**WHAT NEEDS TO BE DONE**:
From the first record to the last, write out each one exactly.

********************

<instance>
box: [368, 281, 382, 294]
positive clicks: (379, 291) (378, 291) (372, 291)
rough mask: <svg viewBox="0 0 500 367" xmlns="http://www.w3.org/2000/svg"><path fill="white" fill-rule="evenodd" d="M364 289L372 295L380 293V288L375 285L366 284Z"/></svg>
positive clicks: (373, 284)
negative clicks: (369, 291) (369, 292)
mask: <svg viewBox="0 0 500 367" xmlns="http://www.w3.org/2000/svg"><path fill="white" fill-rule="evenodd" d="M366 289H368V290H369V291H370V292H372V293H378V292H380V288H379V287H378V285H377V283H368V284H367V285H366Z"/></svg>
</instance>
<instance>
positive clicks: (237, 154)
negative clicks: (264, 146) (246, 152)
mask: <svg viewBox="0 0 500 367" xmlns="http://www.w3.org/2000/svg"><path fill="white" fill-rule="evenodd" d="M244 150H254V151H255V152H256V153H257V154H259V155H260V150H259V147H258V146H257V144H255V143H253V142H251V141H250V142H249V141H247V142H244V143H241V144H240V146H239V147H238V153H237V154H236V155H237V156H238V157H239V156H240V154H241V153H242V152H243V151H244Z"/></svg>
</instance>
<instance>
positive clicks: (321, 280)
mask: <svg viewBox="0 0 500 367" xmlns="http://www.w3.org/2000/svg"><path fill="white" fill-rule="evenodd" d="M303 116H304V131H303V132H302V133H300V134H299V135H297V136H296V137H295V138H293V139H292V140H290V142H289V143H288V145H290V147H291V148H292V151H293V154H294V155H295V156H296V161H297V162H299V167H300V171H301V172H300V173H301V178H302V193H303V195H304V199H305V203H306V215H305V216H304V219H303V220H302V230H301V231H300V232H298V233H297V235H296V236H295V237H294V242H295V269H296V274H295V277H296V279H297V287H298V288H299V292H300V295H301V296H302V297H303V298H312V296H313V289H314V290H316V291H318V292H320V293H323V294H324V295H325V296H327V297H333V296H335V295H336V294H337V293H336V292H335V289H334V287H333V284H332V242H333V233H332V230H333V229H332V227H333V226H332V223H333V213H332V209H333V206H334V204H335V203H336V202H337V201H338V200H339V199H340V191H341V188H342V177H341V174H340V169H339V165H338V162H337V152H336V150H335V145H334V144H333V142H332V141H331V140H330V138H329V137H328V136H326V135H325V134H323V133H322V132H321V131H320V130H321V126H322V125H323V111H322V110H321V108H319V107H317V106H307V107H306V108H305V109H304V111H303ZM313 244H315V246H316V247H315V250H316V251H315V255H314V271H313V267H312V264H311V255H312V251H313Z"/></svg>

********************

**OUTPUT FOR THIS TASK**:
<instance>
box: [368, 281, 382, 294]
positive clicks: (379, 291) (378, 291) (372, 291)
rough mask: <svg viewBox="0 0 500 367" xmlns="http://www.w3.org/2000/svg"><path fill="white" fill-rule="evenodd" d="M364 289L372 295L380 293V288L375 285L366 284Z"/></svg>
positive clicks: (373, 284)
negative clicks: (369, 291) (369, 292)
mask: <svg viewBox="0 0 500 367" xmlns="http://www.w3.org/2000/svg"><path fill="white" fill-rule="evenodd" d="M366 289H368V290H369V291H370V292H372V293H378V292H380V288H379V287H378V285H377V283H368V284H367V285H366Z"/></svg>
</instance>
<instance>
positive clicks: (237, 154)
negative clicks: (264, 146) (246, 152)
mask: <svg viewBox="0 0 500 367" xmlns="http://www.w3.org/2000/svg"><path fill="white" fill-rule="evenodd" d="M244 150H254V151H255V152H256V153H257V154H259V155H260V150H259V147H258V146H257V144H255V143H253V142H251V141H250V142H249V141H247V142H244V143H241V144H240V146H239V147H238V153H237V154H236V155H237V156H238V157H239V156H240V154H241V153H242V152H243V151H244Z"/></svg>
</instance>
<instance>
positive clicks: (321, 280)
mask: <svg viewBox="0 0 500 367" xmlns="http://www.w3.org/2000/svg"><path fill="white" fill-rule="evenodd" d="M303 116H304V131H303V132H302V133H300V134H299V135H297V136H296V137H295V138H293V139H292V140H290V142H289V143H288V145H290V147H291V148H292V151H293V154H294V155H295V156H296V161H297V162H299V167H300V171H301V172H300V173H301V178H302V193H303V195H304V199H305V203H306V215H305V216H304V219H303V220H302V230H301V231H300V232H298V233H297V235H296V236H295V237H294V242H295V269H296V274H295V277H296V279H297V287H298V288H299V292H300V295H301V296H302V297H303V298H312V296H313V289H314V290H316V291H318V292H320V293H323V294H324V295H325V296H327V297H333V296H335V295H336V294H337V293H336V292H335V289H334V287H333V284H332V242H333V233H332V230H333V229H332V227H333V226H332V223H333V213H332V209H333V206H334V204H335V203H336V202H337V201H338V200H339V199H340V191H341V188H342V177H341V174H340V169H339V165H338V162H337V152H336V150H335V145H334V144H333V142H332V141H331V140H330V138H329V137H328V136H326V135H325V134H323V133H322V132H321V131H320V130H321V126H322V125H323V111H322V110H321V108H319V107H317V106H307V107H306V108H305V109H304V111H303ZM313 244H315V246H316V247H315V250H316V251H315V255H314V271H313V267H312V264H311V255H312V251H313Z"/></svg>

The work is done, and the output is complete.